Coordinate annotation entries
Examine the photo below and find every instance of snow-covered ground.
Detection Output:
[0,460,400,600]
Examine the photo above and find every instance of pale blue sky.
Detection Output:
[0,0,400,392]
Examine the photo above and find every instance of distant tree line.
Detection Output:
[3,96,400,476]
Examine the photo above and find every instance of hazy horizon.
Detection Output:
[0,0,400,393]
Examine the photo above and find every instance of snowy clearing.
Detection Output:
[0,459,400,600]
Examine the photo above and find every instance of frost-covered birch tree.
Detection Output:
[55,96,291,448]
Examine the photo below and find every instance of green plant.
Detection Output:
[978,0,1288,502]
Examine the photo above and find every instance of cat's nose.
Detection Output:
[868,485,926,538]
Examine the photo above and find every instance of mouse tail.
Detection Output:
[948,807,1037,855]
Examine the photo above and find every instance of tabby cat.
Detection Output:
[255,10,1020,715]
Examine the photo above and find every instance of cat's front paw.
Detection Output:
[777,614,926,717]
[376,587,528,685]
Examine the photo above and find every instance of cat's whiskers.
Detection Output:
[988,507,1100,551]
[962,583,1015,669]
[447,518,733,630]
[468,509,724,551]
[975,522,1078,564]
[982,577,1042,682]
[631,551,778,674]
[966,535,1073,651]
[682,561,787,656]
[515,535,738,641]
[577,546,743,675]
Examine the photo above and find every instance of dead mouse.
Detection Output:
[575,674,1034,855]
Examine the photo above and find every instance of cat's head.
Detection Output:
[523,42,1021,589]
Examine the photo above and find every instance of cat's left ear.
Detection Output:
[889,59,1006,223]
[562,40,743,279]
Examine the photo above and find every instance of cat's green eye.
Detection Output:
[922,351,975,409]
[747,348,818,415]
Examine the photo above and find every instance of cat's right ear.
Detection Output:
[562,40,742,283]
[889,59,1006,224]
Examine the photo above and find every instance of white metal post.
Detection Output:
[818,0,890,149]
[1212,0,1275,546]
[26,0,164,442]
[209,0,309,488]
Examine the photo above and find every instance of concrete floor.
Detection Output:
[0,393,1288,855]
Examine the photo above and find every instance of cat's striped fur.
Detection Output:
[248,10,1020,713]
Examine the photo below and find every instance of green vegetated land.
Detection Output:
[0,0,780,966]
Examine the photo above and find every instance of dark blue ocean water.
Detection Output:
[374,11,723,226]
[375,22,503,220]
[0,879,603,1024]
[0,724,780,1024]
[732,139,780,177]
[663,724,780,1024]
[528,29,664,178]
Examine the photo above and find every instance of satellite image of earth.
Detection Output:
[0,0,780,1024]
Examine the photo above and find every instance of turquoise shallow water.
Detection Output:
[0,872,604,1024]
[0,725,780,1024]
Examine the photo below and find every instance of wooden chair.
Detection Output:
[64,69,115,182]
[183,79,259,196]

Short exercise
In the material above, recast everything from the line containing "Examine the photo above and find every instance of mouse" down to the line containing "[376,587,528,685]" as a JSON list of strings, one string per line, with blank lines left out.

Right answer
[
  "Examine the photo above and find every instance of mouse tail.",
  "Detection Output:",
  "[948,807,1037,855]",
  "Examine the photo above and find every instance of tabby cat.",
  "Detection Output:",
  "[255,10,1020,715]",
  "Examine the photo above and find every instance of cat's front paw.",
  "Detection Output:",
  "[777,614,926,717]",
  "[376,587,528,685]"
]